- **Document**
# $6 Home Media Center Fee



## tomgossert (Dec 6, 2008)

I just received my June bill and had a charge of $6 for HMC. I thought there was no additional charges for this box other than maintaining $20/month Advance Receiver Fee (HD+DVR+WHDVR). I have no RVU clients and only 2 other HD boxes.

Bill: Primary TV $6.00
Primary TV Free -$6.00
Additional TV $6.00
Additional TV $6.00
Home Media Center for 1 Client $6.00

Anyone else have issues with this?


----------



## trh (Nov 3, 2007)

The $6 fee is for an RVU. If you don't have one, you need to contact DirecTV and have them remove this from your account.


----------



## veryoldschool (Dec 10, 2006)

As they say "the first one is free", and then it's $6 for every one after.
If you don't have an RVU client [TV], then this fee should be removed.
If you do have an RVU TV and want to connect to the HR34, well that's another $6 too.


----------



## tomgossert (Dec 6, 2008)

Just got off phone with D*, started with entry level CSR then went to retention CSR. Retention CSR said there was a $6 charge for HMC, I still think he is incorrect. I explained there was nothing on D* website for HMC indicating $6 charge for HMC, nothing in terms and conditions charge listings about HMC charge and nothing said on phone when I ordered HMC from D* about charge. Explained I have no RVU clients, only two other receivers. They gave me credits for the charge via discounts for movie channels but charge is still on. Even told retention CSR I wasn't intrested in credits, just wanted charge removed from account. Is there a department that deals directly with HMC?


----------



## Davenlr (Sep 16, 2006)

tomgossert said:


> Is there a department that deals directly with HMC?


Try the access card dept.

- **Written exercise 1**
Convert the part of the entries that begins with the line containing "paving and record integer pixel coordinates." and runs through the last entry into a numbered list, leaving out any blank lines.
The entries that follow are unrelated to the forum thread.

Position identification records:
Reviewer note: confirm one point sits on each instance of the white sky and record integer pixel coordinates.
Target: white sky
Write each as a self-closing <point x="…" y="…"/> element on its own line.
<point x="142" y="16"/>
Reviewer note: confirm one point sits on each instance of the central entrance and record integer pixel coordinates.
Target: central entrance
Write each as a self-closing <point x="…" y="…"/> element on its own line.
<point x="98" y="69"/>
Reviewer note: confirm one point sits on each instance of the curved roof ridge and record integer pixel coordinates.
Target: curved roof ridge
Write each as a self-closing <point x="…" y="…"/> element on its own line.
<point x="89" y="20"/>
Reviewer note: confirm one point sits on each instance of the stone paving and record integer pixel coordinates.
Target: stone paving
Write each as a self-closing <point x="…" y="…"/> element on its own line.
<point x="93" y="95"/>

- **Written exercise 2**
Answer these questions about the forum thread:
(a) What monthly fee did tomgossert expect to be the only charge for this box?
(b) According to trh, what is the $6 fee for?
(c) Which department does Davenlr suggest trying?

- **Written solution 1**
1. Reviewer note: confirm one point sits on each instance of the stone paving and record integer pixel coordinates.
2. Target: stone paving
3. Write each as a self-closing <point x="…" y="…"/> element on its own line.
4. <point x="93" y="95"/>

- **Written solution 2**
(a) The $20/month Advance Receiver Fee (HD+DVR+WHDVR).
(b) An RVU.
(c) The access card department.